== DATA LINES ==
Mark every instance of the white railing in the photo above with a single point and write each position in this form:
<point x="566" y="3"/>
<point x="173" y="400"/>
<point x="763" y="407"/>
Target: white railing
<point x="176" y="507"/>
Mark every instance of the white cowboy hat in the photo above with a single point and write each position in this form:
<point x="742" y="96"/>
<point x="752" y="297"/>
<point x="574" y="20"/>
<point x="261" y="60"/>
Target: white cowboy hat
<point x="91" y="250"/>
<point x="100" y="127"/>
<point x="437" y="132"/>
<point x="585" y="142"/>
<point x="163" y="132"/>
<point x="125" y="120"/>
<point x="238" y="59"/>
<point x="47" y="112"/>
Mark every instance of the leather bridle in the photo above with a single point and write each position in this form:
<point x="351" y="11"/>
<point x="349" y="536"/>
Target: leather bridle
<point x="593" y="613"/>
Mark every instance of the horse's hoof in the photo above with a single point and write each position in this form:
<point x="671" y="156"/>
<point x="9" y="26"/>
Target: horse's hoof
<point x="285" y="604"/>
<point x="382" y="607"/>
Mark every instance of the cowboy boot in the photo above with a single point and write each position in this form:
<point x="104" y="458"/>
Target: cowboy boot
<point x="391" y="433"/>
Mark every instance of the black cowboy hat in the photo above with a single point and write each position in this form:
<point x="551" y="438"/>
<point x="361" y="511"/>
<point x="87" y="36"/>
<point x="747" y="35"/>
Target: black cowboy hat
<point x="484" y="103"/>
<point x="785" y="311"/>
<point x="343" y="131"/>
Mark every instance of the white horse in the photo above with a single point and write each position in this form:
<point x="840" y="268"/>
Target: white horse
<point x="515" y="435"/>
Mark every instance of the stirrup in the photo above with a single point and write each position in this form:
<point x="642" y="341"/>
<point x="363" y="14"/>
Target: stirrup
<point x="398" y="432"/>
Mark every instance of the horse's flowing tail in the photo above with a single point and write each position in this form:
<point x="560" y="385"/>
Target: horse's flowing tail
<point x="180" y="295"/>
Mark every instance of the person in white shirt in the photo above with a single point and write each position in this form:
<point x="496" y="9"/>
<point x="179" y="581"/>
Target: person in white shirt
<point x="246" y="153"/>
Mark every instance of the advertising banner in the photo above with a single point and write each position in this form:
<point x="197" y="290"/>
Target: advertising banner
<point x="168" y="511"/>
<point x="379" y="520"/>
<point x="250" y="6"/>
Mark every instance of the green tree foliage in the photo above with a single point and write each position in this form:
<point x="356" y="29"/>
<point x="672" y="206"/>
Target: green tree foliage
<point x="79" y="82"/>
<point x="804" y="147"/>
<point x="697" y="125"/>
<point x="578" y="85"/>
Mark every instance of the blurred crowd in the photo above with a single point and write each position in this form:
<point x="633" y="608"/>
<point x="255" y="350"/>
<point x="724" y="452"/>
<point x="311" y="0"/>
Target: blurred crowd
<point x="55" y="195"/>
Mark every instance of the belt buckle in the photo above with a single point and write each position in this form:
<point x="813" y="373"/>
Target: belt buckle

== TO BE DONE ==
Copy every item above word for word, keeping each line and character unchanged.

== PROBLEM SOLUTION ==
Mark every instance of the white railing in the photo above with a single point and write each position in this form:
<point x="566" y="3"/>
<point x="173" y="400"/>
<point x="763" y="407"/>
Target: white railing
<point x="176" y="507"/>
Mark every instance of the white cowboy hat in the photo above with a single point and write each position in this form:
<point x="742" y="96"/>
<point x="752" y="297"/>
<point x="574" y="20"/>
<point x="261" y="60"/>
Target: white cowboy hat
<point x="91" y="250"/>
<point x="100" y="127"/>
<point x="437" y="132"/>
<point x="585" y="142"/>
<point x="163" y="132"/>
<point x="125" y="120"/>
<point x="238" y="59"/>
<point x="47" y="112"/>
Mark every instance of the leather bridle in the photo above with a single point and write each position in this form:
<point x="351" y="11"/>
<point x="349" y="536"/>
Target: leather bridle
<point x="593" y="613"/>
Mark every instance of the horse's hoof in the photo above with a single point and write each position in this form:
<point x="671" y="156"/>
<point x="9" y="26"/>
Target: horse's hoof
<point x="285" y="604"/>
<point x="382" y="607"/>
Mark every instance of the cowboy boot in the photo above with a single point and write each position in this form:
<point x="104" y="458"/>
Target: cowboy boot
<point x="391" y="433"/>
Mark every instance of the black cowboy hat in the photo above with a single point and write each position in this form:
<point x="551" y="438"/>
<point x="361" y="511"/>
<point x="87" y="36"/>
<point x="747" y="35"/>
Target: black cowboy hat
<point x="484" y="103"/>
<point x="785" y="311"/>
<point x="343" y="131"/>
Mark every instance of the white horse in the photo above with a single point and write each position in this form:
<point x="840" y="268"/>
Target: white horse
<point x="515" y="435"/>
Mark every instance of the stirrup in the photo above with a single point and write each position in this form:
<point x="642" y="341"/>
<point x="363" y="14"/>
Target: stirrup
<point x="398" y="432"/>
Mark every instance of the horse's flowing tail in the photo above with a single point and write each position in this form:
<point x="560" y="385"/>
Target: horse's flowing tail
<point x="180" y="295"/>
Mark every instance of the person in white shirt in the photo above with a single point and write each position in this form:
<point x="496" y="9"/>
<point x="179" y="581"/>
Target: person in white shirt
<point x="246" y="153"/>
Mark every instance of the advertising banner in the photo above with a single point and write each position in this form:
<point x="197" y="290"/>
Target: advertising banner
<point x="168" y="511"/>
<point x="379" y="520"/>
<point x="250" y="6"/>
Mark every instance of the green tree foliage in the photo above with a single point and write each position in this form:
<point x="356" y="29"/>
<point x="672" y="206"/>
Target: green tree foliage
<point x="79" y="82"/>
<point x="804" y="147"/>
<point x="697" y="125"/>
<point x="578" y="85"/>
Mark every instance of the blurred crowd in the photo above with a single point and write each position in this form:
<point x="633" y="608"/>
<point x="255" y="350"/>
<point x="724" y="452"/>
<point x="311" y="0"/>
Target: blurred crowd
<point x="55" y="195"/>
Mark every instance of the belt buckle in the photo above with a single point and write each position in this form:
<point x="813" y="373"/>
Target: belt buckle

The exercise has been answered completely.